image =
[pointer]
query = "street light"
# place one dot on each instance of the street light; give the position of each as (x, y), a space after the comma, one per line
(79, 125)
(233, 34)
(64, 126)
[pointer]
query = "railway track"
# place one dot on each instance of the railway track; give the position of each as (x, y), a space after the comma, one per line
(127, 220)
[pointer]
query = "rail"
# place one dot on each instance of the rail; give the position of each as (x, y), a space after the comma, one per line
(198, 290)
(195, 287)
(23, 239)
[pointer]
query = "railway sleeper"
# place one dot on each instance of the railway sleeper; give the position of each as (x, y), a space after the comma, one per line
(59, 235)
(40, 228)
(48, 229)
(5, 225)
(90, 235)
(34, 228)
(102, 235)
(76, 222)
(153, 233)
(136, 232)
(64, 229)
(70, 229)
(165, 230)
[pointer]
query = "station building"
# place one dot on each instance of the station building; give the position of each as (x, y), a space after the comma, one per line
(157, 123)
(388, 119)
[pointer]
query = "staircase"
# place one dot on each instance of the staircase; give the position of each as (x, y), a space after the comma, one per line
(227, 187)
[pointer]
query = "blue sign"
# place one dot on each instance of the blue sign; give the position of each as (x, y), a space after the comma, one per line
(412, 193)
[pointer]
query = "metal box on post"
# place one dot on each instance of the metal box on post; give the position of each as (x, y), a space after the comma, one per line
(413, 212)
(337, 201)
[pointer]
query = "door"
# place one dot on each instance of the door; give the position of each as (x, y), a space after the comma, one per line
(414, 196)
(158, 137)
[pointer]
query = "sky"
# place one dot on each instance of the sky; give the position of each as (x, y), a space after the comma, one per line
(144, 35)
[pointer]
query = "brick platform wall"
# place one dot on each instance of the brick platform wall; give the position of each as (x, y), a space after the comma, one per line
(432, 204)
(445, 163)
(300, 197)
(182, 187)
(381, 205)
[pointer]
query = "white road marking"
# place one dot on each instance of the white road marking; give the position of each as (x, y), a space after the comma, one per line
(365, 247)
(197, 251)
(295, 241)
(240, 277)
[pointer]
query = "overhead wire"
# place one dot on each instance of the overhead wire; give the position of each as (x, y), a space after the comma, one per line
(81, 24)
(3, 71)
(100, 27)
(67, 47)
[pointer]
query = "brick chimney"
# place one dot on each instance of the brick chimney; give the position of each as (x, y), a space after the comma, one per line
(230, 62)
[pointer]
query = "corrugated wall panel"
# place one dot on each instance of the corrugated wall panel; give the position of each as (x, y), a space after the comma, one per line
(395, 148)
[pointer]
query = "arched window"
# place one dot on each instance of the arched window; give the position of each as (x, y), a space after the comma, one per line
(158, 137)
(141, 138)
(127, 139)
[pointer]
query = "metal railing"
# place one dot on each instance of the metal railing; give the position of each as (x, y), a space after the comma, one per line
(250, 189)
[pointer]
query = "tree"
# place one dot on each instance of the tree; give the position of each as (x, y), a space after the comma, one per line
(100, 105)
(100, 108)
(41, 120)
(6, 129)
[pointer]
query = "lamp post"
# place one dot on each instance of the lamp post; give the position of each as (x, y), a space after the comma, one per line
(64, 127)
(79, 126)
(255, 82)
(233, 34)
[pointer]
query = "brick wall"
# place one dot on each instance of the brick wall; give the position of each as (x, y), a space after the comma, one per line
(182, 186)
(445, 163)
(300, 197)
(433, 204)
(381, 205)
■ ■ ■ ■ ■ ■ ■
**Task description**
Above are some records. Print them all exactly.

**Correct answer**
image =
[pointer]
query = "street light"
# place one dot on each instance of the street light; give the position of each as (x, y), a space after the comma, one per line
(79, 125)
(233, 34)
(64, 126)
[pointer]
query = "railway track"
# place one dot on each instance of the railway track; give the position of each as (x, y), a space after the comma, one per line
(127, 220)
[pointer]
query = "rail"
# place one dot on each instance of the rail; give the position of each as (x, y), a space after the comma, one per line
(198, 290)
(195, 287)
(23, 239)
[pointer]
query = "railway sleeper"
# place one dot on each instance of the railway sleeper; give the position of each as (x, y), a space after the comma, one per line
(59, 235)
(40, 228)
(48, 229)
(5, 225)
(90, 235)
(34, 228)
(102, 235)
(76, 222)
(153, 233)
(136, 232)
(64, 229)
(70, 229)
(165, 230)
[pointer]
query = "station building"
# place one dot on each instance of the station building; give the position of each as (x, y), a space after the comma, one per line
(157, 123)
(388, 119)
[pointer]
query = "staircase"
# place one dot on each instance of the staircase; give the position of each as (x, y), a space after the comma, one per line
(227, 187)
[pointer]
query = "blue sign"
# place one dot on each instance of the blue sign; give the position of each as (x, y), a space after the comma, one per line
(412, 193)
[pointer]
query = "metal box on post"
# place one dot on each instance of the metal box on post; give the position of each as (x, y), a space after the comma, one per line
(413, 212)
(337, 201)
[pointer]
query = "door"
# place one dot on each instance of the door; give the position of each as (x, y), a space after the comma, one per line
(414, 196)
(158, 137)
[pointer]
query = "sky"
# place one dot on each instance of the sky; give the position of each as (x, y), a space after the comma, one per line
(144, 35)
[pointer]
query = "brick platform wall"
# place one dot on each instance of the brick platform wall; give the position of each as (x, y), a space after the comma, one per line
(432, 204)
(445, 163)
(300, 197)
(182, 187)
(381, 205)
[pointer]
query = "white road marking"
# place one dot on each instance of the white road marking; give the position of each as (x, y), a space after the comma, one per line
(365, 247)
(197, 251)
(295, 241)
(240, 277)
[pointer]
query = "overhead wire"
# place one dot on each instance of the overhead wire; give the position of each as (x, y), a space after the comma, one per line
(81, 24)
(3, 71)
(100, 27)
(67, 47)
[pointer]
query = "brick chimney"
# place one dot on each instance of the brick chimney; give the position of each as (x, y), a space after the comma, one per line
(230, 62)
[pointer]
query = "corrugated wall panel"
# place one dot on each instance of the corrugated wall panel; give the position of each as (x, y), a space after the comma, one per line
(395, 148)
[pointer]
query = "arched window"
# place one dot on each instance of the arched window; give the position of each as (x, y), a space after the comma, one per line
(158, 137)
(141, 138)
(127, 139)
[pointer]
query = "metal railing"
# place one dot on each instance of the metal railing; give the position of each as (x, y), a space after the comma, one per line
(250, 189)
[pointer]
query = "tree"
# place one dot on each instance of the tree; give the position of each as (x, y), a space after the comma, one per line
(100, 105)
(100, 108)
(41, 120)
(6, 129)
[pointer]
query = "lamp post"
# place one dot on each instance of the lamp post; give the position of each as (x, y), a space after the comma, one per line
(64, 127)
(79, 126)
(255, 82)
(233, 34)
[pointer]
query = "brick wall"
# place one dot on each instance of the brick wall; give the position of each as (x, y), a space after the comma, one per line
(182, 186)
(445, 163)
(300, 197)
(433, 204)
(381, 205)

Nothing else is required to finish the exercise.